> _EXCERPTED PASSAGE_:
Weekly Book Round-Up

Weekly Book Round-Up

Week of April 8-14 Weekly Book Round-Up

New Release this Week: Circe by Madeline Miller 

The Buzz:

“Miller follows her impressive debut (The Song of Achilles) with a spirited novel about Circe’s evolution from insignificant nymph to formidable witch best known for turning Odysseus’s sailors into swine…. Weaving together Homer’s tale with other sources, Miller crafts a classic story of female empowerment. She paints an uncompromising portrait of a superheroine who learns to wield divine power while coming to understand what it means to be mortal.” — Publishers Weekly, Starred Review

 “In her stirring follow-up to the Orange Prize–winning The Song of Achilles (2011), Miller beautifully voices the experiences of the legendary sorceress Circe…This immersive blend of literary fiction and mythological fantasy demonstrates that the Greek myths are still very relevant today.” — Booklist

 A retelling of ancient Greek lore gives exhilarating voice to a witch… [Circe is] a sly, petulant, and finally commanding voice that narrates the entirety of Miller’s dazzling second novel….Readers will relish following the puzzle of this unpromising daughter of the sun god Helios and his wife, Perse, who had negligible use for their child….Expect Miller’s readership to mushroom like one of Circe’s spells. Miller makes Homer pertinent to women facing 21st-century monsters.” — Kirkus, Starred Review 

“This beautifully written and absorbing tale of gods and mortals will delight Miller’s many fans and have them reaching for Edith Hamilton’s Mythology.” —Library Journal, Starred Review

Circe is the utterly captivating, exquisitely written, story of an ordinary, and extraordinary, woman’s life” –Eimear McBride, author of A Girl is a Half-Formed Thing

“Rapture. Utter rapture. Exquisite, live-wire prose; a wave of a story, surging and ebbing and surging afresh; and above all, Circe herself — once inscrutable, now indelible. Miller has shaken the dust from Homer’s tapestry, blasted it with air and light, and exposed glorious new colors, new textures. A magnificent novel. A privilege to read.” –A.J Finn, bestselling author of The Woman in the Window

The Blurb: 

In the house of Helios, god of the sun and mightiest of the Titans, a daughter is born. But Circe is a strange child–not powerful, like her father, nor viciously alluring like her mother. Turning to the world of mortals for companionship, she discovers that she does possess power–the power of witchcraft, which can transform rivals into monsters and menace the gods themselves.

Threatened, Zeus banishes her to a deserted island, where she hones her occult craft, tames wild beasts and crosses paths with many of the most famous figures in all of mythology, including the Minotaur, Daedalus and his doomed son Icarus, the murderous Medea, and, of course, wily Odysseus.

But there is danger, too, for a woman who stands alone, and Circe unwittingly draws the wrath of both men and gods, ultimately finding herself pitted against one of the most terrifying and vengeful of the Olympians. To protect what she loves most, Circe must summon all her strength and choose, once and for all, whether she belongs with the gods she is born from, or the mortals she has come to love.

> _WRITTEN TASKS_:
[a] In the book round-up above, condense the paragraph beginning "Threatened, Zeus banishes her" into a bulleted list of its main facts.
[b] Go on with the book round-up above, picking up right after its final sentence.

Items from a dataset:
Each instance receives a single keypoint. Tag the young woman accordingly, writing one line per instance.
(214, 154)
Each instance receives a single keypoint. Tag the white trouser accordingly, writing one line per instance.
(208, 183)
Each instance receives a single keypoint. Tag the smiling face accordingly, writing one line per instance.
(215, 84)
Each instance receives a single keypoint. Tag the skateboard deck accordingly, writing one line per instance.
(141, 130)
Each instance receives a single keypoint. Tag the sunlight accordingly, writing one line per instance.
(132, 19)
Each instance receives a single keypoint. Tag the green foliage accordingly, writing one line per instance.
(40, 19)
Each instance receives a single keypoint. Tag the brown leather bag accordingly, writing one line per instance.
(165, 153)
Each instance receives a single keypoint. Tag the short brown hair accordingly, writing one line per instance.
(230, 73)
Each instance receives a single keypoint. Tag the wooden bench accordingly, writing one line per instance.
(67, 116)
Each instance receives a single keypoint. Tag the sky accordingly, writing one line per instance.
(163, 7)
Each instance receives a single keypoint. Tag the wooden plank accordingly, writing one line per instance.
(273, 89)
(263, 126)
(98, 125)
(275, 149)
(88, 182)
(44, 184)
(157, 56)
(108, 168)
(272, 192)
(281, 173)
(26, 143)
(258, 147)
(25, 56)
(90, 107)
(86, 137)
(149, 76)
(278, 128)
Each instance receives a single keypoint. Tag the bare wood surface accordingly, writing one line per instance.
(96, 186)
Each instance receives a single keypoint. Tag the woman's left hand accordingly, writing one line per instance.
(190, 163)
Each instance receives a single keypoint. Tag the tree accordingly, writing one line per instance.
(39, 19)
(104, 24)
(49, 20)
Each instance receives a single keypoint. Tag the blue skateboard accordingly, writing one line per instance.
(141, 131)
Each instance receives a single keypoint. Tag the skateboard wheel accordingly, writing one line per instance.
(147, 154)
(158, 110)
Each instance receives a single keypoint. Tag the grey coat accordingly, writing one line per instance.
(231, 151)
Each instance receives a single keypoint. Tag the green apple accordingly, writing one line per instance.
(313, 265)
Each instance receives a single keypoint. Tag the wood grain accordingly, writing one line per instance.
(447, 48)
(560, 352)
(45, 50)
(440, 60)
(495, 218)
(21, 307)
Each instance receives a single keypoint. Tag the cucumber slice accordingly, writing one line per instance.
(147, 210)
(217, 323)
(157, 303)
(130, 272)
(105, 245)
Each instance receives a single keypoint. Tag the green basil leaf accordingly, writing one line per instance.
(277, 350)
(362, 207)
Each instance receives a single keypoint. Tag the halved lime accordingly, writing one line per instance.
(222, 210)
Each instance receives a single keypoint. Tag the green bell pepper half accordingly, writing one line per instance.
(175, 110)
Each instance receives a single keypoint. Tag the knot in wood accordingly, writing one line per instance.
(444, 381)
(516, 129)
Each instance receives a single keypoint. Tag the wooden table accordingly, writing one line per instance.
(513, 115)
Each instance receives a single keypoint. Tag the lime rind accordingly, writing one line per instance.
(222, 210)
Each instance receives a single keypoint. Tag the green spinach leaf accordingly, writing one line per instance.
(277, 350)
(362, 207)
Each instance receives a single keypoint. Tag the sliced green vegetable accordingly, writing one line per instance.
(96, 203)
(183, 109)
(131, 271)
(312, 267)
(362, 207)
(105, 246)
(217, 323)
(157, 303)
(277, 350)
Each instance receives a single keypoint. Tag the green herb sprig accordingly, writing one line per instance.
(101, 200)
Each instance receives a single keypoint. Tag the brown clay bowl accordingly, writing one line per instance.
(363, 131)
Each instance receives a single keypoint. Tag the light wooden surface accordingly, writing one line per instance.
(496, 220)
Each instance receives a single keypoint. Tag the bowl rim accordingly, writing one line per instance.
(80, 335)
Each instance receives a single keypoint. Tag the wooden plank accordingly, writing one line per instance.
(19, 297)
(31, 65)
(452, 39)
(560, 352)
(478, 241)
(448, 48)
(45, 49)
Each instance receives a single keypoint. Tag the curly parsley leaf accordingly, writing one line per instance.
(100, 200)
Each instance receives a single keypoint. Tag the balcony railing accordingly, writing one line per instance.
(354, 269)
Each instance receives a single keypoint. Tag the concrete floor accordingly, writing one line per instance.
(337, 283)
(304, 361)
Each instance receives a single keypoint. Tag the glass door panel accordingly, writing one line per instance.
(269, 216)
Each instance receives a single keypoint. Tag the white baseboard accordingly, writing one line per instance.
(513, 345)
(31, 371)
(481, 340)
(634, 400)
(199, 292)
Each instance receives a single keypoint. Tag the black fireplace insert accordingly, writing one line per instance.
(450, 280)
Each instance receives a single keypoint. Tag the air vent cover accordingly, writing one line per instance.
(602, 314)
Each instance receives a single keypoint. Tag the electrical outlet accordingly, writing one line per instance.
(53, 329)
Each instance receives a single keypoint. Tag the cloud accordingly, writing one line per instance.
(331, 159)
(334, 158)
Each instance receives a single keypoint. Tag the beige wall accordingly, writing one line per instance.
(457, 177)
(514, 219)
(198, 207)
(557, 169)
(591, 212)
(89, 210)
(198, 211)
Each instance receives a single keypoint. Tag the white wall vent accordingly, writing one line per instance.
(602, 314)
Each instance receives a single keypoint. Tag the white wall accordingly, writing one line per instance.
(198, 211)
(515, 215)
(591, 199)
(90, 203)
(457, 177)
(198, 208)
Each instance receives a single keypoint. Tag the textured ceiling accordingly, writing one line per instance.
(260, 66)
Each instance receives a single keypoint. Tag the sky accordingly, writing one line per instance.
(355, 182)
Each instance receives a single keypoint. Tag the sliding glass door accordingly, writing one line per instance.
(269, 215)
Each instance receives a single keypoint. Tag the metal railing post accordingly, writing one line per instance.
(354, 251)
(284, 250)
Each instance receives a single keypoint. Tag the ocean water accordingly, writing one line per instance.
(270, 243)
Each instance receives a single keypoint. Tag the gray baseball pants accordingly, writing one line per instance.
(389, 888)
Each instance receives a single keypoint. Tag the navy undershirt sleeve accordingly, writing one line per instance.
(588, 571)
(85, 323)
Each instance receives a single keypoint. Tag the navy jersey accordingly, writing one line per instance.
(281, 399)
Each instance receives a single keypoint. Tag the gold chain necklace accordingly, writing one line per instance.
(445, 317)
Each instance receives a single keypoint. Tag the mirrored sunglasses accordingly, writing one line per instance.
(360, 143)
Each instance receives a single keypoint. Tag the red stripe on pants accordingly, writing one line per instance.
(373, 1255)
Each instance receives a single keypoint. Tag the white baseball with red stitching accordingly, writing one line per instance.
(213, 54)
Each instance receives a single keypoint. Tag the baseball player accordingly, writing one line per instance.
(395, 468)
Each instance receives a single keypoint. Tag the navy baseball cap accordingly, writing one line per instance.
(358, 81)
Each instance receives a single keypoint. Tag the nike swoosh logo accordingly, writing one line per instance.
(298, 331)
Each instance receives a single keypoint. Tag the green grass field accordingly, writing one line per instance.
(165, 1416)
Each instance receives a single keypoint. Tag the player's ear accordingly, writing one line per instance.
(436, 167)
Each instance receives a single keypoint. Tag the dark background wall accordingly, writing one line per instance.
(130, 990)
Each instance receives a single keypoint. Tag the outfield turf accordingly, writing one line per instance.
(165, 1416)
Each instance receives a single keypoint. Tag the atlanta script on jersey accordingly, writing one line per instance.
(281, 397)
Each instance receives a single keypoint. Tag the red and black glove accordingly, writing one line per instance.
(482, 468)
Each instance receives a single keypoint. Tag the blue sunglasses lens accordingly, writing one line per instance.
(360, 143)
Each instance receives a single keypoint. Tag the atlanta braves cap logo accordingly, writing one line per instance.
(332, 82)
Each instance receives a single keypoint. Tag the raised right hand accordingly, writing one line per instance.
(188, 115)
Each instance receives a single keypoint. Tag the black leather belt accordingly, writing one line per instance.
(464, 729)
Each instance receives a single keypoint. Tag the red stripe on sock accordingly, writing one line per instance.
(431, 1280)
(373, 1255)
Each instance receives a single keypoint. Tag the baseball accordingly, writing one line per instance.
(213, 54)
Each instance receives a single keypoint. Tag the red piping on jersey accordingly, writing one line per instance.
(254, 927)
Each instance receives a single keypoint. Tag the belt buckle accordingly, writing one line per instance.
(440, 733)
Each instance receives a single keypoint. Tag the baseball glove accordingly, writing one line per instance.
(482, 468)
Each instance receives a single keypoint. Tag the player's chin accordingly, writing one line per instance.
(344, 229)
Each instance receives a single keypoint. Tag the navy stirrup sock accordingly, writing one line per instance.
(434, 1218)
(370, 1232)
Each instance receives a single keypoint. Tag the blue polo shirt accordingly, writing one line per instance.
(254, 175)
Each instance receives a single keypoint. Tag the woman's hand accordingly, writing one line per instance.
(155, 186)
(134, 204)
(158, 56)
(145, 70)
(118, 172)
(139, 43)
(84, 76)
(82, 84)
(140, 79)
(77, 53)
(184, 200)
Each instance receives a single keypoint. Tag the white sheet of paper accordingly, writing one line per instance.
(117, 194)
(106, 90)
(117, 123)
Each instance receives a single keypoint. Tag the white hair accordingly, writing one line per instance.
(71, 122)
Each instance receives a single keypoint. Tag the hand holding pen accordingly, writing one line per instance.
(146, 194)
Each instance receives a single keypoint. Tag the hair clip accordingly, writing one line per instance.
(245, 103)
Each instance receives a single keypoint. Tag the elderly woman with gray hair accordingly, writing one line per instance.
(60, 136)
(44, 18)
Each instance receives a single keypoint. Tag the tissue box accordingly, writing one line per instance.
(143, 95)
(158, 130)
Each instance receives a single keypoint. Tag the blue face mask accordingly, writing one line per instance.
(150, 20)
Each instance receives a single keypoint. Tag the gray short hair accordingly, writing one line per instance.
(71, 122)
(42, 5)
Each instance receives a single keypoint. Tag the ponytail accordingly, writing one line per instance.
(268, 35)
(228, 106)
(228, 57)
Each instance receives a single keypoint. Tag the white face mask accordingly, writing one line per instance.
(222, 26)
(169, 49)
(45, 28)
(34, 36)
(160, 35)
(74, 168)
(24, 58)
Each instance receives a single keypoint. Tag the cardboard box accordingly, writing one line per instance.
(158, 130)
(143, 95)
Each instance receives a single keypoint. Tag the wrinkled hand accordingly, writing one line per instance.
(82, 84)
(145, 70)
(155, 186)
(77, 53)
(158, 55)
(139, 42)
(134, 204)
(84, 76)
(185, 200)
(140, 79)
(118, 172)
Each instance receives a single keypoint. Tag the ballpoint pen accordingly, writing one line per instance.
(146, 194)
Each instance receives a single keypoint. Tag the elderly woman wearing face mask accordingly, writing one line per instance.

> _TASK RESULTS_:
[a]
- Feeling threatened, Zeus banishes Circe to a deserted island.
- There she hones her occult craft and tames wild beasts.
- She crosses paths with famous mythological figures: the Minotaur, Daedalus and his doomed son Icarus, the murderous Medea, and wily Odysseus.

[b]
With unforgettably vivid characters, mesmerizing language and page-turning suspense, Circe is a triumph of storytelling, an intoxicating epic of family rivalry, palace intrigue, love and loss, as well as a celebration of indomitable female strength in a man’s world.

In other blogs:   Sheila at She’s Going Book Crazy had two insightful posts this week.  Check out her Blog in the links below.

As two of my favorite urban fantasy series are wrapping up, I found this top five list of contenders to fill the void.  




BookTube:  Mercy’s Bookish Musings shares 3 books she’s recently read and loved 

Upcoming Reviews at The Paperfruit

I’ll be playing catch up on my reviews between now and the end of April. Here are some reviews to look for in the coming weeks.


Podcast:  Overdue


Put another quarter in the coin slot folks, because it’s time to talk about Ernest Cline’s Ready Player One. Topics include bad fan culture, the narrowness of the characters’ “exhaustive” knowledge of 80s popular culture, and why the critical response to this book has shifted so much in just a few short years.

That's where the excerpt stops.